┌─ 提示文
<東日本大震災>石巻の母校へ「聖護院カブラ」千枚漬け贈る
毎日新聞 1月21日(土)11時10分配信
京都学園大(京都府亀岡市)職員、佐藤竜二さん(40)らが今月、東日本大震災で多数の児童が
亡くなった宮城県石巻市立大川小の児童を訪ね、京野菜「聖護院カブラ」の千枚漬けを届けた。同
小卒業生の佐藤さんは震災で両親を亡くした。「子供たちは生き残ったことを負い目に感じず、前向
きに歩んでほしい」と願いを込めた。
佐藤さんは同市出身で大学院進学を機に京都に移り住んだ。地震発生直後から実家と連絡が取
れなくなり、約10日後、仙台市の兄から母(当時72歳)が遺体で見つかったと知らされた。その後、
父(同76歳)も遺体で見つかった。4月上旬に地元に帰り、変わり果てた景色に言葉を失った。「葬
式をあげただけでも救われた。遺体が見つからず持っていき場のない思いを抱えた人がたくさんいる」
└─
┌─ データ抜粋
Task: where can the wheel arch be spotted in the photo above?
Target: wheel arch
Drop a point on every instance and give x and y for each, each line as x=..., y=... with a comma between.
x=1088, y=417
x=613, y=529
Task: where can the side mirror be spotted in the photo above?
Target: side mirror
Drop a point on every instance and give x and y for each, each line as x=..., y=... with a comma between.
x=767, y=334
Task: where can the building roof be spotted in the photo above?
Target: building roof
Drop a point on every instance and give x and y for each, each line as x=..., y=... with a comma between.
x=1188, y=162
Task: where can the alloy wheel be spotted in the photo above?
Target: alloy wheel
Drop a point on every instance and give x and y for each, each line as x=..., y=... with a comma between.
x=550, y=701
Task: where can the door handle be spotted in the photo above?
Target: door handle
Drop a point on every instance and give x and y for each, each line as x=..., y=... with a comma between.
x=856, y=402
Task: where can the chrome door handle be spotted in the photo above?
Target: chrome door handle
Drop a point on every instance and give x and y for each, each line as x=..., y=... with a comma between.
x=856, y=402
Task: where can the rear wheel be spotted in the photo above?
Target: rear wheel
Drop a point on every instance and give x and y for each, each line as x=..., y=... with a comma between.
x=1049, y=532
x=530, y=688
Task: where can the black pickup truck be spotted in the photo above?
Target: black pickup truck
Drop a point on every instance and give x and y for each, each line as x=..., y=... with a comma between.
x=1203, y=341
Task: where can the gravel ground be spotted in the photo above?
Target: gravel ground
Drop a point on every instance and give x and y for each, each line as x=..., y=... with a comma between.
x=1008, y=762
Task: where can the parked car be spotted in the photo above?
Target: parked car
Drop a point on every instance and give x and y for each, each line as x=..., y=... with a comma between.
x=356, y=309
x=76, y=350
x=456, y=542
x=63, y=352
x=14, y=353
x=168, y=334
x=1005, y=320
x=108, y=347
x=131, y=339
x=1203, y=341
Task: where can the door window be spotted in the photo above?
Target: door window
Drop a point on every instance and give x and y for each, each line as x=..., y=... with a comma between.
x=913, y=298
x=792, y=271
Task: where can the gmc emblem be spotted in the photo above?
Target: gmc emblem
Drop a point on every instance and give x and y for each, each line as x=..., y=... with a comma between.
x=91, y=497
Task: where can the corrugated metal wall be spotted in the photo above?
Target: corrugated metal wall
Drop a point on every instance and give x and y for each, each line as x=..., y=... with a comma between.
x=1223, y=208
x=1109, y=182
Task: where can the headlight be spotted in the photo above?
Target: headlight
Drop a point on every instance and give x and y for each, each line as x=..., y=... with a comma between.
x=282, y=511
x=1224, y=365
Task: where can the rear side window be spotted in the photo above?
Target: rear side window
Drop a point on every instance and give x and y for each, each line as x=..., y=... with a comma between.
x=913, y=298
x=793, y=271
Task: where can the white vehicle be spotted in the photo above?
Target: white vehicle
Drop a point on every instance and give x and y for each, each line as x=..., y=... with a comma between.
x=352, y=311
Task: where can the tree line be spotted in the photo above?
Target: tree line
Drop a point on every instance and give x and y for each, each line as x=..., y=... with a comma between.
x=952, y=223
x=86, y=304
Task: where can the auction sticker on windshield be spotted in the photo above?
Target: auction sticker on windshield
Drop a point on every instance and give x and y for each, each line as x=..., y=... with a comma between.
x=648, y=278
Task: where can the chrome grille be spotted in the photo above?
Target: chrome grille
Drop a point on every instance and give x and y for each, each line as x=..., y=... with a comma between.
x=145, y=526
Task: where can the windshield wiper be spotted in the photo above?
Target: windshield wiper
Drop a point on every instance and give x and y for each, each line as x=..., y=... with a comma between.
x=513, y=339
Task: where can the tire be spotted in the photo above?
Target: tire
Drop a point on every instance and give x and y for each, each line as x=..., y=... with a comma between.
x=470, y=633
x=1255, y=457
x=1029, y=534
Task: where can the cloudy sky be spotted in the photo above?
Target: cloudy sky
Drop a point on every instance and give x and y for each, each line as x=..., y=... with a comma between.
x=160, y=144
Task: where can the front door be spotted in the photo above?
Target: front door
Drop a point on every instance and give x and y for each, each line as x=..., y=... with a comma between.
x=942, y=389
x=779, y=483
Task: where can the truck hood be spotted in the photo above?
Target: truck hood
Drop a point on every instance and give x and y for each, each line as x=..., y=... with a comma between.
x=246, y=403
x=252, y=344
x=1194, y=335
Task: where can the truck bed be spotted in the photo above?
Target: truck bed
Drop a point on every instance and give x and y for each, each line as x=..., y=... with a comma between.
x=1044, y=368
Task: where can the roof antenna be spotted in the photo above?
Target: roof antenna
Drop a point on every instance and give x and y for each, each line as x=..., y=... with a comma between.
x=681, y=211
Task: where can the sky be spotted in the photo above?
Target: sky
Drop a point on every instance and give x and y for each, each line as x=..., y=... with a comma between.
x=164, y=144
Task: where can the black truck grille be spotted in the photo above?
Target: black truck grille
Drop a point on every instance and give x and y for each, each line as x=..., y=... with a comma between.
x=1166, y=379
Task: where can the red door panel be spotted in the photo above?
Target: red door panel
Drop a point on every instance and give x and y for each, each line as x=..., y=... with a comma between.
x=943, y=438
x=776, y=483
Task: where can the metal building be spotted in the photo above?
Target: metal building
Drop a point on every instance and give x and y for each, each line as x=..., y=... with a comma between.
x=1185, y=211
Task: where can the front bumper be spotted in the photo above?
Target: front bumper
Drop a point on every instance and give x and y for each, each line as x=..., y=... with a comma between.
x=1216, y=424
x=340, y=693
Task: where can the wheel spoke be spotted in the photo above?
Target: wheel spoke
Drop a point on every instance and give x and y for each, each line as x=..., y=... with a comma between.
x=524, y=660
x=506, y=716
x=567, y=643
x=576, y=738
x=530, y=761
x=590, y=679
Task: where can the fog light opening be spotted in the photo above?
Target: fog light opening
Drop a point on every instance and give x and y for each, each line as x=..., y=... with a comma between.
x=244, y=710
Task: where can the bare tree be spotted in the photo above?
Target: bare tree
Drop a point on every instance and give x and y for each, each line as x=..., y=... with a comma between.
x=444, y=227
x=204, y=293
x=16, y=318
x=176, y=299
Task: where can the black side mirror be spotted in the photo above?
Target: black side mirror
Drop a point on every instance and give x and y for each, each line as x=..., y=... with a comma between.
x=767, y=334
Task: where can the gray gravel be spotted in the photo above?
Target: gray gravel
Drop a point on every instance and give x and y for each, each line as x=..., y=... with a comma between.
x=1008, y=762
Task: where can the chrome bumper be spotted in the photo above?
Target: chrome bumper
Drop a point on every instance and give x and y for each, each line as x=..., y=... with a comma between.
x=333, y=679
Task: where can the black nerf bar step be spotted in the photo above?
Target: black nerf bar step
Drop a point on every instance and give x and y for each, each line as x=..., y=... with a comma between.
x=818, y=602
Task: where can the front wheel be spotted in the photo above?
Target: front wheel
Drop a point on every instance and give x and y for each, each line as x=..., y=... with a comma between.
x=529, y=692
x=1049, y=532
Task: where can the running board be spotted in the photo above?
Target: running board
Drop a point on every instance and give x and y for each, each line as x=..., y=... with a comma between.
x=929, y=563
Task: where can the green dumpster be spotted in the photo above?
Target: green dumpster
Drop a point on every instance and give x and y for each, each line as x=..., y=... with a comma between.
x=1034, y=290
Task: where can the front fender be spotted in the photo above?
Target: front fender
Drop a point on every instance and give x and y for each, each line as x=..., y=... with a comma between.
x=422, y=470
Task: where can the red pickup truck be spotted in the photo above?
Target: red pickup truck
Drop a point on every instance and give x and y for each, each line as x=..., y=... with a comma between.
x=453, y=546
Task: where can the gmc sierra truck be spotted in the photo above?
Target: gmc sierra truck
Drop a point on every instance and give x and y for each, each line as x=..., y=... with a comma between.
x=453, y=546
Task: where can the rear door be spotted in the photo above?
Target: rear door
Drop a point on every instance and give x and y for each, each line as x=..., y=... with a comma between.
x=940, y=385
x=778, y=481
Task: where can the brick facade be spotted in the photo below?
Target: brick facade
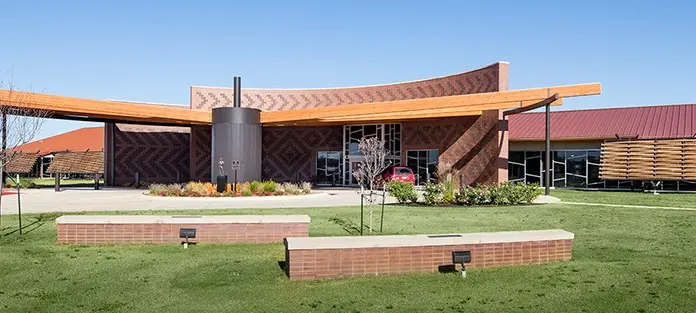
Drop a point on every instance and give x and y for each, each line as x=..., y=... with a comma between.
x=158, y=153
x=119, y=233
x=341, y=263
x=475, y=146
└─
┌─ データ抜粋
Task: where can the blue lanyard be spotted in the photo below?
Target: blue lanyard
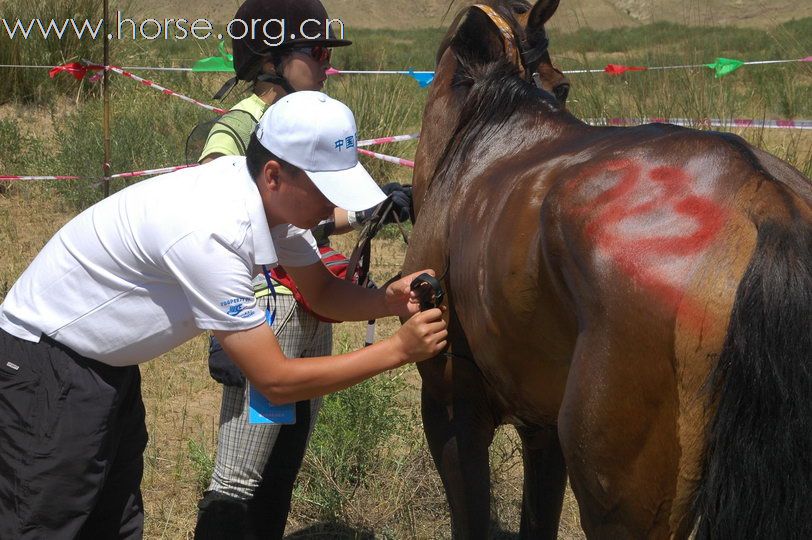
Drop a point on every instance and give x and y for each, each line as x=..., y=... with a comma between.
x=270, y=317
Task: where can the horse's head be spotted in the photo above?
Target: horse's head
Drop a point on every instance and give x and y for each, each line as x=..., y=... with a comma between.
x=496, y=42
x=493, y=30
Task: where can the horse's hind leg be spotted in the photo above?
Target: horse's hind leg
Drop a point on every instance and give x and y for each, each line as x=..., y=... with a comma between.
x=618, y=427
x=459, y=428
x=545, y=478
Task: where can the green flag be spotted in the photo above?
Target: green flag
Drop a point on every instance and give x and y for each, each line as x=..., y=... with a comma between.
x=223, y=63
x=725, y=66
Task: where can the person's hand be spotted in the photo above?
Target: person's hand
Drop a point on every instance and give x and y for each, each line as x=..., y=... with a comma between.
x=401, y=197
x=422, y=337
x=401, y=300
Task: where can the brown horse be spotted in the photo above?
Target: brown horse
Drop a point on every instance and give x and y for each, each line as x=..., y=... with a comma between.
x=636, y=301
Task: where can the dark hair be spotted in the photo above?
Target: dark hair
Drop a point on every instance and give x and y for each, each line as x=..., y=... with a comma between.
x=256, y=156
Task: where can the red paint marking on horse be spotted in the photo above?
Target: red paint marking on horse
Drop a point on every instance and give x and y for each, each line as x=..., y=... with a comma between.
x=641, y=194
└─
* 課題の目的: 石巻の母校へ千枚漬けを贈った記事を、最後の文の後から書き継いでください。 これらの記録は、石巻の母校へ千枚漬けを贈った記事とは関係がありません。

* 解答:
震災後、京都学園大教授がキャンパス内などの畑で取れたカブラで京都の冬の味覚・千枚漬けを
作り、被災地に贈る活動を始めた。教授から声をかけられた佐藤さんが母校と連絡を取り、受け入れ
を快諾してもらった。漬け込み作業に地元の小学生や住民に交じって佐藤さんも参加。出来上がっ
た約50キロを大川小の児童、教職員約40人分に小分けし、教授とともに18日、空路で宮城入りして
、同小が間借りする石巻市内の小学校に届けた。22日にも、大川小校区の仮設住宅3カ所に千枚
漬けなどを届ける。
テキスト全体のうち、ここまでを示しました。